- _What to produce_:
Quote the items from the start through the line containing "[(77, 134), (125, 210), (188, 187), (179, 85), (106, 106)]", both ends included, reproducing each line exactly.

- _Exercise inputs_:
● ● ● ● ●

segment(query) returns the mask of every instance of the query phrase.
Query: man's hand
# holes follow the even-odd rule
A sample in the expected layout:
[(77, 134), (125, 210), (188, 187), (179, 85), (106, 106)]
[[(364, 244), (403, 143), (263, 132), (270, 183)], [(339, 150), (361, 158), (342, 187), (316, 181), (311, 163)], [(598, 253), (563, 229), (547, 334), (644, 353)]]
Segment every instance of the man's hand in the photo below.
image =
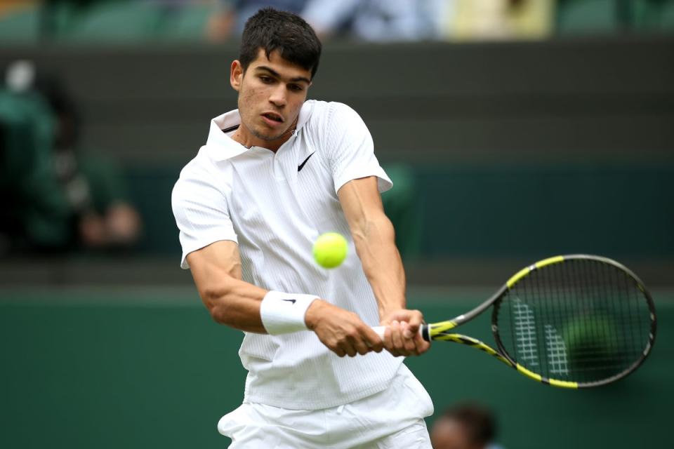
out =
[(384, 347), (379, 336), (353, 312), (322, 300), (307, 309), (304, 321), (319, 340), (340, 357), (381, 352)]
[(419, 334), (423, 315), (418, 310), (401, 309), (385, 314), (381, 325), (384, 332), (384, 347), (394, 356), (418, 356), (430, 347), (430, 343)]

● ● ● ● ●

- _Exercise solution_:
segment(query) returns the mask of every instance of the query phrase.
Query: man's hand
# holes follow the even-odd rule
A sample in the expected layout:
[(77, 134), (125, 210), (188, 187), (179, 85), (106, 106)]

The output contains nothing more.